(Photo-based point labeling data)
****

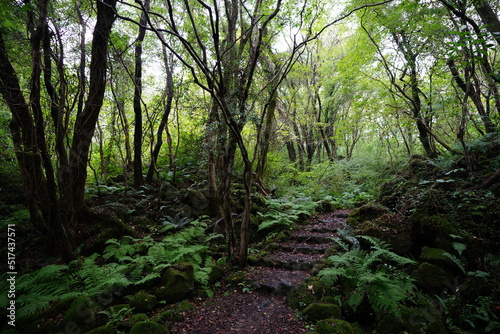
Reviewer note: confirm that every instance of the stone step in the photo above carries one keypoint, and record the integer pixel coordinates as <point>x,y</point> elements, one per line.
<point>303,248</point>
<point>291,261</point>
<point>313,237</point>
<point>275,280</point>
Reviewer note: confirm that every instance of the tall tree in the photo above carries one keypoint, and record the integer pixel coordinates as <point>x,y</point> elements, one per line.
<point>138,178</point>
<point>55,196</point>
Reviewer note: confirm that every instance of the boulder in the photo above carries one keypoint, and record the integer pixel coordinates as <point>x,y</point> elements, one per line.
<point>319,311</point>
<point>143,302</point>
<point>334,326</point>
<point>177,284</point>
<point>148,327</point>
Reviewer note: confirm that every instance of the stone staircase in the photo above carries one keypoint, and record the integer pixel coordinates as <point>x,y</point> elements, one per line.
<point>293,260</point>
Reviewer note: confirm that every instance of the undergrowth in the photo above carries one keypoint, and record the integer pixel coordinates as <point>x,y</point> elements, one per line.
<point>126,262</point>
<point>374,275</point>
<point>282,213</point>
<point>344,183</point>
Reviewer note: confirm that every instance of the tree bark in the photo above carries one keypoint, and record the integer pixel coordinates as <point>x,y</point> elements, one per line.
<point>76,173</point>
<point>489,17</point>
<point>138,178</point>
<point>169,90</point>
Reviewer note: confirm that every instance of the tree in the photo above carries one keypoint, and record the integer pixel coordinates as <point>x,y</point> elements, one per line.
<point>55,195</point>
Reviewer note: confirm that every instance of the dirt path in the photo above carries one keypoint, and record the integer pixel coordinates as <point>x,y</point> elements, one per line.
<point>263,310</point>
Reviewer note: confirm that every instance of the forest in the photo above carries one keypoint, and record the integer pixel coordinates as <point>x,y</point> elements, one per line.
<point>250,166</point>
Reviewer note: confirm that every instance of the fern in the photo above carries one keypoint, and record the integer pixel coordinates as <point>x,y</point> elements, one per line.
<point>177,222</point>
<point>372,275</point>
<point>39,289</point>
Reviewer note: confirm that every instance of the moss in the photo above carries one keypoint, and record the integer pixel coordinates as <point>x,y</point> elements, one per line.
<point>177,284</point>
<point>320,311</point>
<point>434,230</point>
<point>432,278</point>
<point>135,318</point>
<point>215,274</point>
<point>424,318</point>
<point>301,296</point>
<point>357,328</point>
<point>148,327</point>
<point>334,326</point>
<point>437,256</point>
<point>367,212</point>
<point>174,313</point>
<point>143,302</point>
<point>106,329</point>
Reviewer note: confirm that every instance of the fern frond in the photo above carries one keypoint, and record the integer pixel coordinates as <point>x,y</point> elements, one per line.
<point>458,262</point>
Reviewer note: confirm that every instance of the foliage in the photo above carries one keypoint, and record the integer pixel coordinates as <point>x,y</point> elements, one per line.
<point>127,262</point>
<point>474,311</point>
<point>176,222</point>
<point>283,212</point>
<point>374,275</point>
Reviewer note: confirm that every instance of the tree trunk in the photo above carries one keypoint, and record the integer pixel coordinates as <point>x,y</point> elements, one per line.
<point>138,178</point>
<point>169,90</point>
<point>489,17</point>
<point>76,173</point>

****

Exercise aim
Convert every line of the rows above into a JSON list of strings, one string per line, omitting blank lines and leaving out the pictures.

Answer to the task
[
  "Reviewer note: confirm that every instance of the stone step in the photo above carries one keypoint, and record the integer pixel coordinates as <point>x,y</point> elements, one per line.",
  "<point>303,248</point>",
  "<point>291,261</point>",
  "<point>313,237</point>",
  "<point>275,280</point>",
  "Reviewer note: confirm that every instance of the tall tree in the photo above carries one keypoint, and record the integer pixel coordinates as <point>x,y</point> elements, one per line.",
  "<point>138,178</point>",
  "<point>55,196</point>",
  "Reviewer note: confirm that every instance of the boulder in the photo above carries one keypoint, and record the integer pixel coordinates as <point>x,y</point> elements, one per line.",
  "<point>319,311</point>",
  "<point>143,302</point>",
  "<point>334,326</point>",
  "<point>177,284</point>",
  "<point>148,327</point>",
  "Reviewer note: confirm that every instance of the stone staircase in the photo above carries one keypoint, and record the integer pixel coordinates as <point>x,y</point> elements, one per line.",
  "<point>293,260</point>",
  "Reviewer note: confirm that every instance of the undergrowth in the photo above carries one keypoint, and record the integer pixel coordinates as <point>x,y</point> elements, one per line.",
  "<point>126,262</point>",
  "<point>374,275</point>",
  "<point>282,213</point>",
  "<point>344,183</point>",
  "Reviewer note: confirm that every instance of the tree bark in the photo above carries one keypoint, and record the integer pixel coordinates as <point>x,y</point> elements, one per line.",
  "<point>76,173</point>",
  "<point>489,17</point>",
  "<point>138,178</point>",
  "<point>169,90</point>",
  "Reviewer note: confirm that every instance of the tree in the photo above carries one keypoint, and record the integer pixel coordinates as <point>x,y</point> elements, one per line.",
  "<point>55,195</point>",
  "Reviewer note: confirm that every instance of the dirt path in the photo above carries one keypoint, and record the integer pixel coordinates as <point>x,y</point> elements, one per line.",
  "<point>263,310</point>",
  "Reviewer note: confirm that every instance of the forest in the photo above carries one keypoint, and record the integer pixel coordinates as <point>x,y</point> elements, one per line.",
  "<point>250,166</point>",
  "Reviewer note: confirm that every instance of the fern in the photo above carries one keypoint, and record the integer pixel coordinates as <point>x,y</point> elements, one per line.",
  "<point>177,222</point>",
  "<point>372,275</point>",
  "<point>39,289</point>",
  "Reviewer note: confirm that every instance of the moss in the photo above carries one keypoint, and record the integer pixel coordinates as <point>x,y</point> elements, one per line.",
  "<point>177,284</point>",
  "<point>320,311</point>",
  "<point>434,230</point>",
  "<point>432,278</point>",
  "<point>135,318</point>",
  "<point>215,274</point>",
  "<point>424,318</point>",
  "<point>301,296</point>",
  "<point>357,328</point>",
  "<point>148,327</point>",
  "<point>334,326</point>",
  "<point>437,256</point>",
  "<point>367,212</point>",
  "<point>174,313</point>",
  "<point>143,302</point>",
  "<point>106,329</point>",
  "Reviewer note: confirm that every instance of the fern frond in the photo above carries one keypoint, and record the integer pixel coordinates as <point>x,y</point> elements, one per line.",
  "<point>458,262</point>",
  "Reviewer note: confirm that every instance of the foliage in the photo above carries one keypoint, and record the integer pixel coordinates as <point>x,y</point> elements, one per line.",
  "<point>127,262</point>",
  "<point>474,311</point>",
  "<point>176,222</point>",
  "<point>283,212</point>",
  "<point>374,275</point>",
  "Reviewer note: confirm that every instance of the tree trunk in the photo above carries one keypoint, and record the integer pixel coordinates as <point>x,y</point> elements, one per line.",
  "<point>138,178</point>",
  "<point>169,90</point>",
  "<point>489,17</point>",
  "<point>76,173</point>"
]